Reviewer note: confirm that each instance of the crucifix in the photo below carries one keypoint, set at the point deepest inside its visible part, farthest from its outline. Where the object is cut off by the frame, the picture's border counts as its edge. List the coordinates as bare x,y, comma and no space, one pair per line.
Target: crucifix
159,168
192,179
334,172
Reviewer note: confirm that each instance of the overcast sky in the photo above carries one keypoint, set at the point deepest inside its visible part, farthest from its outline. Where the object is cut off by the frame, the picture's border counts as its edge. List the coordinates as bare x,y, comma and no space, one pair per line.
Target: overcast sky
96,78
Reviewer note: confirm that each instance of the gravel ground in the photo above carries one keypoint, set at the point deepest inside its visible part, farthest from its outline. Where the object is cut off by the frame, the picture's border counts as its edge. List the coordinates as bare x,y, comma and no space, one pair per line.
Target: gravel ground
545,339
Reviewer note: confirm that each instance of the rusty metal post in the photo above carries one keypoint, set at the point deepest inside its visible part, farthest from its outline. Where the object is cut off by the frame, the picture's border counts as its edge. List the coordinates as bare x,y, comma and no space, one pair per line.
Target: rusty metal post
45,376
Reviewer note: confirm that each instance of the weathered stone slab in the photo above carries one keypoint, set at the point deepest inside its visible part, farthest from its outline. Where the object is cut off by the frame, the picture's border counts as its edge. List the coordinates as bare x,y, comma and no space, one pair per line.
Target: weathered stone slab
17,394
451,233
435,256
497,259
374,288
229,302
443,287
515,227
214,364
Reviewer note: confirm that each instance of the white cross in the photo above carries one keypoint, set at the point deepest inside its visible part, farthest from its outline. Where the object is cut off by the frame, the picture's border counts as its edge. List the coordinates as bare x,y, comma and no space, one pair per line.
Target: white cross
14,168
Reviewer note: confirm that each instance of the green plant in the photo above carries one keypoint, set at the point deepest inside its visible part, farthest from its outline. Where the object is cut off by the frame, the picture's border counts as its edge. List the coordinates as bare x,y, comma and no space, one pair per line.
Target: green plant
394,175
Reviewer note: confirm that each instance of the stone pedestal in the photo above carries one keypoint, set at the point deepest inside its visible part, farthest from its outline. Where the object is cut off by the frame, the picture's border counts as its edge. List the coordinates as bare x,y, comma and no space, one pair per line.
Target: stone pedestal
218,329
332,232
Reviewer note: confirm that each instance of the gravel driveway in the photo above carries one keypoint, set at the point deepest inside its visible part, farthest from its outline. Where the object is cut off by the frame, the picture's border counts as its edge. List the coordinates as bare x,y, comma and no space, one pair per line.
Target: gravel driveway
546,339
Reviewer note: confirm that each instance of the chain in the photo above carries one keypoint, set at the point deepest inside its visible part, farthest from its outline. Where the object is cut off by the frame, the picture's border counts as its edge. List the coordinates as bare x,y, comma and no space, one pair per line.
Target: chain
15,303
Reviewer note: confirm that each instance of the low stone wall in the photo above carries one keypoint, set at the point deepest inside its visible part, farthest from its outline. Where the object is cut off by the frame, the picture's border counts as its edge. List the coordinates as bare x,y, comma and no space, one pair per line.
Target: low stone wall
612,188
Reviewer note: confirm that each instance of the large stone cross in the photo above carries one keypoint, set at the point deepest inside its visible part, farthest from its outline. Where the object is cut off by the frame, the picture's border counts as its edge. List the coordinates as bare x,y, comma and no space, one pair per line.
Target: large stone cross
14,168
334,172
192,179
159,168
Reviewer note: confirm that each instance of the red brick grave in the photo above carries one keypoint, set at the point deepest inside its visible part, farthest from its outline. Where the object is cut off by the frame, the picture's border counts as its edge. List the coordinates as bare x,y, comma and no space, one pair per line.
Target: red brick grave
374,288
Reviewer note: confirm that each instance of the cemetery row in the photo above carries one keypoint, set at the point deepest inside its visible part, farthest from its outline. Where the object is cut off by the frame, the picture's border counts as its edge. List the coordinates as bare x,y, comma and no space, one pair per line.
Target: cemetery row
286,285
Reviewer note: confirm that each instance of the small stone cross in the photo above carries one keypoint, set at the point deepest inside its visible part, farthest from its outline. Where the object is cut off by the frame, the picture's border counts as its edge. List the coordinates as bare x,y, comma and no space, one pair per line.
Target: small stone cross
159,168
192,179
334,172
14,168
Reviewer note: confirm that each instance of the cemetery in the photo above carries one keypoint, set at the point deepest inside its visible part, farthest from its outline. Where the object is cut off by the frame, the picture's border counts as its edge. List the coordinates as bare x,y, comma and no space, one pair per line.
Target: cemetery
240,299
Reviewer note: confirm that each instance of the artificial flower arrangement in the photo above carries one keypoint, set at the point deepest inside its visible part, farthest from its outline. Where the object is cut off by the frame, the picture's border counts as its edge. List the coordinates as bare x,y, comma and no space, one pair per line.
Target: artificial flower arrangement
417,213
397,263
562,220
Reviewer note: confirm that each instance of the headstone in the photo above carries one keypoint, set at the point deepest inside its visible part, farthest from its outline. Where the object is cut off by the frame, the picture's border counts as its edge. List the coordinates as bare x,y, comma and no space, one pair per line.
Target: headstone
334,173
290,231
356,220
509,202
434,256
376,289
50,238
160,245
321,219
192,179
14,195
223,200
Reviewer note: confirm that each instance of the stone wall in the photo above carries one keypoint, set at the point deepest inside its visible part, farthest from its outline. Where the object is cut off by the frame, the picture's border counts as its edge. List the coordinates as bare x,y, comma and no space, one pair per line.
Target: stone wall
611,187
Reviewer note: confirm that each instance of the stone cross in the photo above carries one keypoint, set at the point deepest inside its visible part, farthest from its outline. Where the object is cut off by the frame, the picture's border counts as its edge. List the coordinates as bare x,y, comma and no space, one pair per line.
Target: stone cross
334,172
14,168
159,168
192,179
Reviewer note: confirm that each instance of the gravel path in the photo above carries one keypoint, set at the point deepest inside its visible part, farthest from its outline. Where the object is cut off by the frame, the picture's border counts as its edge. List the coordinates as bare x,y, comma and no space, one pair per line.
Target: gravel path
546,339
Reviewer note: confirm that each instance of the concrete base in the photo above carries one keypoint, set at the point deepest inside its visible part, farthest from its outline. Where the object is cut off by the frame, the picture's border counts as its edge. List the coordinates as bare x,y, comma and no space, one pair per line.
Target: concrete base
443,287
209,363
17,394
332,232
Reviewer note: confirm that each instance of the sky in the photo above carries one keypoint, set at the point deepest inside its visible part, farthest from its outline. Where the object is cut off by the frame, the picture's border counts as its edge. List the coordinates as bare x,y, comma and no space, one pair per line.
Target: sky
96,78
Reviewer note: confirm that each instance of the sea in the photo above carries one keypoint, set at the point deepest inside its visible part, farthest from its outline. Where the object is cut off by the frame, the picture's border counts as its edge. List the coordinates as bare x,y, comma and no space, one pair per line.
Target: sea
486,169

● EXERCISE REQUIREMENTS: Could every entry above be printed again, word for word?

● RESULT FOR THIS EXERCISE:
Reviewer note: confirm that each instance of the crucifix in the photo below carries one keypoint, set at the point deepest inside its visible part, farthest from its outline. Where the object is cut off by the frame, the picture's border counts as its edge. List the coordinates as bare x,y, comma and no space, one pair per line.
Target: crucifix
159,168
192,179
334,172
Reviewer note: confirm that each instance of the overcast sky in the photo above carries one keypoint, set at the point deepest inside its visible part, farthest from its outline. Where the object is cut off by the frame, the picture's border counts as its edge. List the coordinates as bare x,y, comma and no space, one pair per line.
Target: overcast sky
96,78
Reviewer note: confirm that each instance of the gravel ground in the photo above carries one keypoint, set at the point deepest inside its visible part, farthest from its outline. Where the object is cut off by the frame, the picture's border counts as its edge. List the coordinates as bare x,y, comma and no space, one pair per line.
Target: gravel ground
545,339
Reviewer note: confirm that each instance of the rusty metal post in the photo above carries one keypoint, set at the point deepest inside its visible part, farthest from its outline. Where the object is cut off by the frame, the picture's border counts as its edge. List the coordinates as bare x,y, comma and no space, one pair per line.
Target: rusty metal post
45,376
Reviewer note: confirm that each instance of the weathered stone slab in the photo above carries one keypoint, set at the point deepest inside its visible part, farthest from its outline. Where the object is cut off by the frame, the picture's border counts as its edge. List the coordinates as bare x,y, comma and no space, one pair per line.
Target: weathered stone slab
17,394
451,233
435,256
497,259
374,288
229,302
443,287
515,227
214,364
Reviewer note: confirm that each instance of the white cross in the photo above carries one keypoint, set at the point deepest inside its visible part, farthest from its outline. Where the object is cut off by the frame, the picture's border counts as its edge. List the coordinates as bare x,y, comma and no space, one pair per line.
Target: white cross
14,168
Reviewer note: confirm that each instance of the green plant in the photo above carries one keypoint, set at the point deepest inside its visible part, farthest from its outline. Where the object is cut off by the frame, the picture's border counts as its edge. List the coordinates as bare x,y, comma and no space, one pair per line.
Target: green plant
394,175
Reviewer note: confirm that each instance of the stone pedestal in the photo above carries one keypoint, set at the point deepest inside its visible part, farthest from its outline. Where the object is cut off by the frame, the picture's border counts as its edge. List the coordinates as bare x,y, comma and no space, one pair per line.
Target: stone pedestal
218,329
332,232
Reviewer note: confirm that each instance of the gravel driveway in the photo above carries one keypoint, set at the point deepest inside its visible part, farthest from its outline. Where the object is cut off by the frame, the picture's border counts as its edge. List the coordinates as bare x,y, comma and no space, one pair per line.
Target: gravel driveway
546,339
Reviewer note: confirm that each instance of the chain in the photo above carries one keypoint, set at the point deepest inside its visible part, farthest from its outline. Where the object is cut off by the frame, the picture's border counts as its edge. List the coordinates as bare x,y, comma and no space, one pair per line.
Target: chain
15,303
Reviewer note: confirm that each instance of the low stone wall in the photo above carries one keypoint, set at the point deepest inside its visible part, farthest from its outline. Where the object is cut off by the frame, the picture's border counts as its edge. List the coordinates as bare x,y, comma and no space, one pair per line.
Target: low stone wall
612,188
Reviewer note: confirm that each instance of the large stone cross in the photo above carries one keypoint, set at the point deepest inside its visible part, farthest from its outline. Where the object is cut off by the frame, the picture's border counts as its edge. List the coordinates as bare x,y, comma and no space, one pair per line.
Target: large stone cross
14,168
334,172
192,179
159,168
Reviewer note: confirm that each instance of the red brick grave in the photo above carries one keypoint, set at the point deepest inside its visible part, farthest from its outline. Where the object is cut off by the frame, the picture's border counts as its edge. List the coordinates as bare x,y, comma and no space, one pair per line.
Target: red brick grave
374,288
Reviewer note: confirm that each instance of the cemetery row in the photo above carries one keypoint, set at the point deepest inside its visible part, farthest from its outline. Where the object is cut off by the frame, the picture's border counts as its edge. List the coordinates as bare x,y, comma and no space, one pair per line.
Target: cemetery row
286,285
Reviewer note: confirm that each instance of the small stone cross in the photo above carries one keypoint, set at the point deepest inside its visible part, farthest from its outline. Where the object is cut off by the frame, the picture's border counts as its edge. List the coordinates as bare x,y, comma and no space, one pair per line.
Target: small stone cross
159,168
192,179
334,172
14,168
Reviewer note: confirm that each instance of the cemetery in the photo above carries one keypoint, set at the point deepest inside its visible part, farthest from its outline. Where the object is cut off by the frame, the picture's border counts as its edge. List the coordinates as bare x,y, comma and no space, one pair per line.
Target: cemetery
240,299
Reviewer note: confirm that each instance of the artificial flower arrangement in the photo above carries one keypoint, set at the point deepest inside its visible part, farthest from its outline. Where the object is cut off by the frame, the picture's border counts as its edge. List the coordinates as bare x,y, comma and no space, one pair per line.
Target: artificial flower arrangement
417,213
397,263
562,220
Reviewer note: confirm that each instance of the headstone in the photo above carries one keypoint, set at the point deepest inside its visible part, farthest from its outline. Where the object is cut off by the frame, the picture's border counts as its edge. List the coordinates as bare x,y, comma and no space, one pair per line.
Target: headstone
334,173
290,231
356,220
509,202
434,256
376,289
50,238
160,245
321,219
192,179
14,195
223,200
Reviewer note: confirm that each instance of the stone wall in the photo above carries one keypoint, set at the point deepest inside its visible part, farthest from its outline. Where the object is cut off by the frame, the picture's border counts as its edge. List the coordinates as bare x,y, comma and no space, one pair per line.
Target: stone wall
611,187
Reviewer note: confirm that each instance of the stone cross in the photo above carries one keypoint, set at the point deepest inside its visible part, farthest from its outline. Where the object is cut off by the frame, the picture's border counts as its edge. List the coordinates as bare x,y, comma and no space, one pair per line.
Target: stone cross
334,172
14,168
159,168
192,179
Reviewer note: confirm that each instance of the gravel path in the photo above carries one keypoint, set at the point deepest inside its visible part, farthest from its outline. Where the object is cut off by the frame, the picture's border counts as its edge. List the coordinates as bare x,y, comma and no space, one pair per line.
Target: gravel path
546,339
Reviewer note: confirm that each instance of the concrete base in the photo above carries one keypoint, set at the point deepest inside its visible part, farthest from its outline. Where the object is cut off by the frame, the picture's border counts as its edge. List the coordinates as bare x,y, comma and no space, one pair per line.
Target: concrete base
443,287
209,363
17,394
332,232
Reviewer note: confirm that each instance of the sky in the photo above carries one keypoint, set at the point deepest inside its visible part, farthest from its outline. Where the object is cut off by the frame, the picture's border counts as its edge. List the coordinates as bare x,y, comma and no space, one pair per line.
Target: sky
96,78
Reviewer note: confirm that each instance of the sea in the photo above carries one keypoint, set at the point deepest inside its visible part, farthest from its outline. Where the object is cut off by the frame, the picture's border counts as its edge. List the coordinates as bare x,y, comma and no space, one pair per line.
Target: sea
486,169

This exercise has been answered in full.